:: Trecho fornecido ::
....

Analisando os vilões do Universo Cinematográfico da Marvel
De psicopatas e párias sociais como Norman Bates de Psicose ou Hannibal Lecter de O Silêncio dos Inocentes a grandes autoridades políticas como o Imperador Commodus de Gladiador ou o Coronel Hans Landa de Bastardos Inglórios; de conservadores radicais como Darth Vader de Star Wars ou o Agente Smith de Matrix a figuras subversivas e revolucionárias como Roy Batty de Blade Runner ou Tyler Durden de Clube da Luta; de grandes mentes criminosas como Hans Grueber de Duro de Matar ou Lex Luthor de Superman a ameaças instintivas e irracionais como o tubarão de Spielberg ou o alien de Ridley Scott; de cataclismos naturais como os furacões de Twister ou o iceberg de Titanic a fenômenos sobrenaturais como os fantasmas de Poltergeist ou o demônio de O Exorcista; de complicados agentes do caos como o Coringa de O Cavaleiro das Trevas ou Alex Delarge de Laranja Mecânica até as mais caricatas representações do puro mal como Cruela De Vil de 101 Dálmatas ou o Dr. Evil de Austin Powers, o cinema mainstream norte-americano tem nos servido com os mais diversos tipos de vilões e vilanias ao longo de sua história.

....

:: Trechos dos registros ::
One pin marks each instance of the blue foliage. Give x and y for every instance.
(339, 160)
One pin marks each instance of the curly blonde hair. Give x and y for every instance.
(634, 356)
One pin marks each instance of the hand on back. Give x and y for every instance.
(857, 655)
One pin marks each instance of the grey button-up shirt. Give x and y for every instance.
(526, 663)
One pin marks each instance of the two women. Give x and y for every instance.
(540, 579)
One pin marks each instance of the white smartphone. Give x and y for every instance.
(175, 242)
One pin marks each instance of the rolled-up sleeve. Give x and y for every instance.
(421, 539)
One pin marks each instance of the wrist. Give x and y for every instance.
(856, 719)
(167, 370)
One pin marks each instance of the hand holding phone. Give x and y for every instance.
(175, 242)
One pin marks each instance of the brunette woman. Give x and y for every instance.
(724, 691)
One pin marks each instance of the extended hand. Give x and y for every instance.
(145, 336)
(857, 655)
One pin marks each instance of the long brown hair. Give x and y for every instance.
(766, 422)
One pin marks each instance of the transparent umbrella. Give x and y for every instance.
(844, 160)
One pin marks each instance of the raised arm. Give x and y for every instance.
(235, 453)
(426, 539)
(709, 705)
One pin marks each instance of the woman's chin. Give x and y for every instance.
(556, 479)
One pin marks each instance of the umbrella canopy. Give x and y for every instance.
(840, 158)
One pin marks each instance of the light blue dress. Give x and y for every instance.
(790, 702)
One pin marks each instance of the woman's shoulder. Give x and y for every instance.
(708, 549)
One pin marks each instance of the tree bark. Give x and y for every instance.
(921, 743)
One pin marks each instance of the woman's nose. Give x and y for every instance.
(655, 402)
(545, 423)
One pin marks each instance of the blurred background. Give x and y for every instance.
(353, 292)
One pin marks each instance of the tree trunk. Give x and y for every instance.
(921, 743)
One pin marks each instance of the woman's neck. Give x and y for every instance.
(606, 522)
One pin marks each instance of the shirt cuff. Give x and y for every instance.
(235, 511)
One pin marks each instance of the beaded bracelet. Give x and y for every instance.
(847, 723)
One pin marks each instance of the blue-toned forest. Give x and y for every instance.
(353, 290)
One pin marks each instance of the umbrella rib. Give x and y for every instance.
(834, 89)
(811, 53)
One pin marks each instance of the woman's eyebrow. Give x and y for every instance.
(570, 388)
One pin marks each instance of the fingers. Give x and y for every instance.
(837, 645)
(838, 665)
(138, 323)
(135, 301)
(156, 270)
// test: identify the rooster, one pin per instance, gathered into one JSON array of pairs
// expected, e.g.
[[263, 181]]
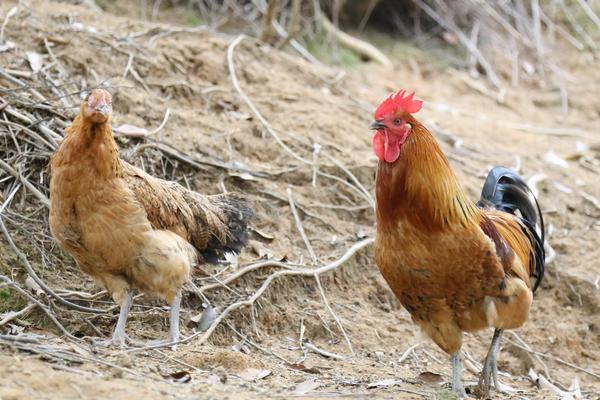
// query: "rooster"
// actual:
[[130, 230], [456, 266]]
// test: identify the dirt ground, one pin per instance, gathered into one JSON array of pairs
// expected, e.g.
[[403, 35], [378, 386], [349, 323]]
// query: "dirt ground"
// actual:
[[257, 354]]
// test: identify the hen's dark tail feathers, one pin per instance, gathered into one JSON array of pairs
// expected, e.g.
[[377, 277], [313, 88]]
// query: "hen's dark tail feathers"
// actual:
[[230, 233], [506, 191]]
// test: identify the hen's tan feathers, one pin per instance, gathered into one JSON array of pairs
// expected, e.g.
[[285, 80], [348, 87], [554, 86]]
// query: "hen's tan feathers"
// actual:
[[127, 228]]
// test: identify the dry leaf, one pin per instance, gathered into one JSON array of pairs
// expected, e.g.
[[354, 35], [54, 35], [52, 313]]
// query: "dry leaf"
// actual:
[[430, 378], [253, 374], [384, 383], [179, 377], [214, 379], [131, 130], [6, 46], [303, 368], [204, 320], [306, 387], [243, 175], [555, 159], [35, 61], [263, 234], [260, 249], [33, 286]]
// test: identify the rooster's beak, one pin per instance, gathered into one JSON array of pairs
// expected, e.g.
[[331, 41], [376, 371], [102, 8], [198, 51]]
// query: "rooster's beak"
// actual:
[[103, 108], [377, 125]]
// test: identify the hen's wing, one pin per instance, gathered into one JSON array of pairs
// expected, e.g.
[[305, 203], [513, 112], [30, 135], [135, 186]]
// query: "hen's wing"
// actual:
[[214, 225]]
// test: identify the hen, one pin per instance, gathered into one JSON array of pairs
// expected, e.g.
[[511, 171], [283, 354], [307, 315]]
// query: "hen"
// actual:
[[456, 266], [127, 229]]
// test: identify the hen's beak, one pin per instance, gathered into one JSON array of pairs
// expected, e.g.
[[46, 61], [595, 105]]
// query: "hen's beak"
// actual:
[[377, 125]]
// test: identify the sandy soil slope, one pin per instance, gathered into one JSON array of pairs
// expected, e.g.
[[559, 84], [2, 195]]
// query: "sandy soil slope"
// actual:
[[187, 73]]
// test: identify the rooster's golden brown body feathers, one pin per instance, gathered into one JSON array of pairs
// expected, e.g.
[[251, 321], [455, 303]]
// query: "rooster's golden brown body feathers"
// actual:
[[454, 265]]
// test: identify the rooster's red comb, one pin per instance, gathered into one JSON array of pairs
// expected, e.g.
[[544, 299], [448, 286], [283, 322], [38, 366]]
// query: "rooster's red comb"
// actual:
[[400, 101]]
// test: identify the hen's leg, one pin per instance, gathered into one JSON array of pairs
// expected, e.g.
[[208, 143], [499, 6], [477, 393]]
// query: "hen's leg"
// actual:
[[119, 337], [457, 386], [490, 368], [174, 319]]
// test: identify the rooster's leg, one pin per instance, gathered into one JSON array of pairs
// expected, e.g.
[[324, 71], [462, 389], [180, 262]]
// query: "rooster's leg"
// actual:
[[490, 368], [174, 319], [119, 337], [457, 386]]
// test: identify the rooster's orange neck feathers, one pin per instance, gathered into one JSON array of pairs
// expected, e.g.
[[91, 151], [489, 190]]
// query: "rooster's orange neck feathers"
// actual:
[[421, 188]]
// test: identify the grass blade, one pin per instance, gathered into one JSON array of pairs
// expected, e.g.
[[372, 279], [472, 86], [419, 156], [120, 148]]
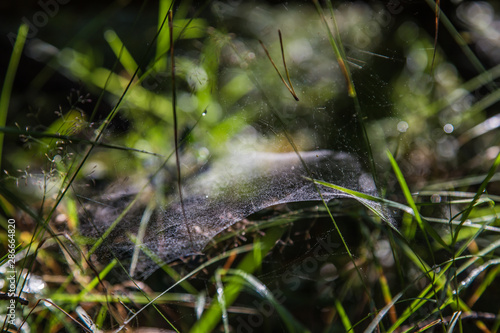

....

:: Instrução breve 1 ::
Pode dispor em lista numerada as linhas dos registros, da linha que contém "the hen's tan" até a linha que contém "[[127, 228]]", ambas incluídas, deixando de fora as linhas em branco?
:: Instrução breve 2 ::
Você pode prosseguir com o texto sobre os vilões do cinema a partir do ponto em que ele termina?

:: Resposta esperada 1 ::
1. // test: identify the hen's tan feathers, one pin per instance, gathered into one JSON array of pairs
2. // expected, e.g.
3. [[285, 80], [348, 87], [554, 86]]
4. // query: "hen's tan feathers"
5. // actual:
6. [[127, 228]]

:: Resposta esperada 2 ::
O termo “vilão” tem origem na idade média, quando grandes senhores feudais viam seu poder aristocrático (baseado na propriedade de terras e no privilégio hereditário) ameaçado por um novo tipo de poder que se erguia nas recém-formadas cidades ou vilas burguesas. Nesta altura, quando o poder burguês (baseado no acúmulo de capital financeiro, oriundo do comércio) ainda era uma força minoritária em relação à hegemonia feudalista, os grandes proprietários de terra de linhagens nobres se referiam aos habitantes das vilas – os vilões – de maneira pejorativa, reconhecendo-os como ameaças à sua supremacia econômica e política na chamada idade das trevas.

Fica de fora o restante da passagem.